▶ **WORK REQUIRED**
Can you rewrite the theater review from "Happiness is a" through "all around her.", swapping "figurines" for "ornaments"?

▶ **EXTRACT**
Segment Open

Happiness is a warm recovery in the latest play from Lewiston’s Public Theatre.
In its Maine premiere, the tenderhearted “Be Here Now” works from the far reaches of its offbeat assemblage of plot lines toward what is ultimately, as reviewed on opening night, an engaging and thought-provoking production.
Deborah Zoe Laufer’s play concerns an unhappy former college professor named Bari who has spent eight years trying to complete a thesis necessary for her to return to teaching. She is now working a manual job packaging imported figurines at a fulfillment center in upstate New York while trying to meaningfully reconcile with the meaninglessness she sees all around her.
Bari is quick to defend her pessimism while a pair of spunky co-workers try, by offering snippets of positive thinking rooted in their own coping mechanisms, to find out what’s really going on with her. They also try hard to fix her up with a date in the hope that a lover might bring her out of her funk.
Public Theatre veteran Janet Mitchko takes the lead role and adds just enough vulnerability to her Bari to give her pals (and the audience) some hope that she’s not a lost cause. But when Bari starts suffering seizures that, in their aftermath, provide her with an unexpectedly blissful feeling, things get complicated. Big questions about the nature and causes of true happiness, if there is such a thing, come to the fore and Mitchko, in her Bari’s face, shows the cost of asking them.

Segment Closed

Source data:
Segment Open

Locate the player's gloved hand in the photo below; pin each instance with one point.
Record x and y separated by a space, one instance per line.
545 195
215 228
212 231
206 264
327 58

Segment Closed

▶ **ANSWER TO THIS PROBLEM**
Happiness is a warm recovery in the latest play from Lewiston’s Public Theatre.
In its Maine premiere, the tenderhearted “Be Here Now” works from the far reaches of its offbeat assemblage of plot lines toward what is ultimately, as reviewed on opening night, an engaging and thought-provoking production.
Deborah Zoe Laufer’s play concerns an unhappy former college professor named Bari who has spent eight years trying to complete a thesis necessary for her to return to teaching. She is now working a manual job packaging imported ornaments at a fulfillment center in upstate New York while trying to meaningfully reconcile with the meaninglessness she sees all around her.